Brief 1:
In the entries below, could you rewrite the stretch from the line containing "Provide one point per instance of the man in" through the line containing "x=1193 y=519", swapping "beige t-shirt" for "tan t-shirt" and keeping everything else as it is?

Extracted text:
□ □ □ □ □

Wednesday, September 04, 2013

The Next Stage (New Job)

Goodbye Email, Hello Delivery.

After a quiet period, the final piece of the puzzle was hastily shoved into place yesterday. I knew it was coming, I had even tried to put some writing on the wall for others, but then all of the sudden I got a text message at 10:45 saying it had to be ASAP because it had to come before another announcement later that day.

Last week we told my web team that they would be transitioning to a peer manager within our group who also had a web team. That puts the entire web team together under one roof. One crowded roof.

At that same time, it was announced that I would be heading up a newly formed team. (Right on the heels of one of the key participants announcing that instead of joining us he was instead leaving the organization and country.)

So, yeah, anyhow, shortly after 11 am yesterday we called my email team together and broke the news - they, too, would be transitioning to new management. I think they took it better than me. They said some nice things about me and then everyone went back to their desks and I thought "My goodness, what have I done???"


This marks the sixth post-college position that no one else has ever put on a business card (mine still say "Email Production Manager" but I have enough to last until retirement, I think) of the nine jobs I've held. I kind of like those numbers - it says that people have taken a risk on me, and since in many cases a new position of leadership was created, that says to me that they recognized potential to bring me up and give me a greater opportunity without waiting for something to come up through attrition or someone else's promotion. (In one case I was actually the first person even hired not counting the founders.)

□ □ □ □ □

Records for this task:

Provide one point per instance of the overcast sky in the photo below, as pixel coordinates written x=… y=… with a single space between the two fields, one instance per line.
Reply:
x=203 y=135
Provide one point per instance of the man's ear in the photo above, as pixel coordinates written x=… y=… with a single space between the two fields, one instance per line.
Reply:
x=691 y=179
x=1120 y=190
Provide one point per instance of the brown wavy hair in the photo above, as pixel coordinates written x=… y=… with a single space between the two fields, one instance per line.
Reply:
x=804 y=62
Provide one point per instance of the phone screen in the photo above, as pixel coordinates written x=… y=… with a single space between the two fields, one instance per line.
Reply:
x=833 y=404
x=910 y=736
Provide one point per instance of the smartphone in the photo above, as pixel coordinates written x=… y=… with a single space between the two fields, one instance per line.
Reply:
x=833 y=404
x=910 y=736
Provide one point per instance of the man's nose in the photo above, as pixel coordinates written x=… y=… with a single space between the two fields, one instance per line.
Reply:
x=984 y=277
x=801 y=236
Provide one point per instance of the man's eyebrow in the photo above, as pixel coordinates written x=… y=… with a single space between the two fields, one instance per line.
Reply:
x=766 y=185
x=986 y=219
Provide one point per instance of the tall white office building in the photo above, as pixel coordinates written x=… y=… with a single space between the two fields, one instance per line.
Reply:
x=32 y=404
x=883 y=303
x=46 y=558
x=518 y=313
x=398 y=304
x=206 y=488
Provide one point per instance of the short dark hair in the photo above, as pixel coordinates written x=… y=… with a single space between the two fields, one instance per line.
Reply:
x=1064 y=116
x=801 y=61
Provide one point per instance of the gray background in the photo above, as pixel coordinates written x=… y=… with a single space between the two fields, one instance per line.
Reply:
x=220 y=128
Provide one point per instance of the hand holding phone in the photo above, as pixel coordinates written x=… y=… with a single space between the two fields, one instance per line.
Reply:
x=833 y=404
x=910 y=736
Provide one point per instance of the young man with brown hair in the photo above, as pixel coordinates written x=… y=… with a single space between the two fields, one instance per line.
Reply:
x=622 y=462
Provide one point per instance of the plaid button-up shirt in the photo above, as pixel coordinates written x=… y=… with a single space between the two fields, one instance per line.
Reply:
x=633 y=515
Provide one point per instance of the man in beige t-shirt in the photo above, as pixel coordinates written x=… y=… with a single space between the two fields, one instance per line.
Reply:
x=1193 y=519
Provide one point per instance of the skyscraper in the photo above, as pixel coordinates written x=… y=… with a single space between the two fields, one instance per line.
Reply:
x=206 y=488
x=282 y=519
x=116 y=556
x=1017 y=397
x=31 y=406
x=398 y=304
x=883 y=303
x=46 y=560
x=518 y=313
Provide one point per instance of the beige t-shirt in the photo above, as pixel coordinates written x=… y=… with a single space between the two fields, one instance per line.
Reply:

□ □ □ □ □

Brief 2:
Can you reproduce the stretch of the post about the new job from "This marks the" through "counting the founders.)" word for word?

Complete response 1:
Provide one point per instance of the man in tan t-shirt in the photo above, as pixel coordinates written x=… y=… with a single space between the two fields, one instance per line.
Reply:
x=1193 y=519

Complete response 2:
This marks the sixth post-college position that no one else has ever put on a business card (mine still say "Email Production Manager" but I have enough to last until retirement, I think) of the nine jobs I've held. I kind of like those numbers - it says that people have taken a risk on me, and since in many cases a new position of leadership was created, that says to me that they recognized potential to bring me up and give me a greater opportunity without waiting for something to come up through attrition or someone else's promotion. (In one case I was actually the first person even hired not counting the founders.)